__Texte source__.
·····

La danseuse Marie-Eve Lafontaine est première en scène. La projection frappe le sol, mais un trou noir se dessine sous elle, créant l’illusion qu’elle pourrait s’y enfoncer comme dans du sable mouvant. Autre trompe-l’œil : la projection donne une impression d’épaisseur contre le plancher noir, tel un tapis.
Au début, la projection et la musique de Tim Brady et Thom Gossage sont intimement reliées puisque cette dernière consiste en un son continu, comme ce fil qui glisse contre les cordes d’une guitare durant toute la performance d’Umwelt de Maguy Marin.
Deux lignes de lumière traversent l’avant-scène. Georges-Nicolas Tremblay se joint à Lafontaine et la ligne semble se déplacer sur leur corps, mais non, c’est leur corps qui fait glisser la lumière alors que leur colonne s’ondule. Ici, il y a symbiose entre projection et mouvement.
Toutefois, assez tôt, je me questionne déjà sur la danse dans ce paysage. Honnêtement, je me fous un peu du mouvement des interprètes. Je me demande même pourquoi ils dansent autant. Leur mouvement est souvent rapide, mais à peine visible dans la pénombre.
Les corps se dédoublent : d’abord virtuellement, dans des projections qui, contre le noir de la scène, rappellent les films de danse de Norman McLaren (Pas de deux, Ballet Adagio, Narcissus); ensuite, alors que deux jeunes danseurs, Samaël Maurice et Maya Robitaille-Lopez (12 et 14 ans), se joignent à ceux déjà en scène. Il y a même quelque chose de virtuel dans l’immobilité des interprètes se tenant debout derrière les écrans translucides, comme s’ils n’étaient que l’ombre d’eux-mêmes. Puis une tache lumineuse suit Lafontaine, la transformant en proie nocturne sous les yeux d’un gigantesque hibou.

·····

__Données brutes__.
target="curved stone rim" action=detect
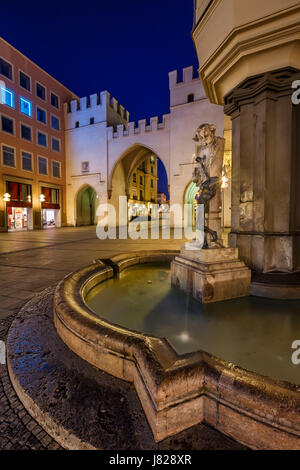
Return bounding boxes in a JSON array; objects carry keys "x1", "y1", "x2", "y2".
[{"x1": 54, "y1": 251, "x2": 300, "y2": 449}]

·····

__Consignes de l'exercice__.
1) Renvoyez sans aucune modification le passage de la critique de danse qui va de « Au début, la » jusqu'à « projection et mouvement. » inclus.
2) Reprenez la critique de danse à l'endroit où elle s'arrête et poursuivez-en la rédaction.

__Réponses dans l'ordre__.
1)
Au début, la projection et la musique de Tim Brady et Thom Gossage sont intimement reliées puisque cette dernière consiste en un son continu, comme ce fil qui glisse contre les cordes d’une guitare durant toute la performance d’Umwelt de Maguy Marin.
Deux lignes de lumière traversent l’avant-scène. Georges-Nicolas Tremblay se joint à Lafontaine et la ligne semble se déplacer sur leur corps, mais non, c’est leur corps qui fait glisser la lumière alors que leur colonne s’ondule. Ici, il y a symbiose entre projection et mouvement.

2)
Une certitude s’installe : la musique n’est pas assez forte (et je n’aurais pas pu être plus près d’un haut-parleur). Ici, ce n’est pas assez pour elle de se faufiler dans nos oreilles; elle devrait nous enrober comme la projection enveloppe les interprètes. Assis à la dernière rangée, je peux tout de même entendre les danseurs. Pour certains spectacles récemment présentés à l’Usine C, on offrait aux spectateurs des bouchons d’oreilles. On aurait dû faire la même chose ici et mettre le son dans le tapis.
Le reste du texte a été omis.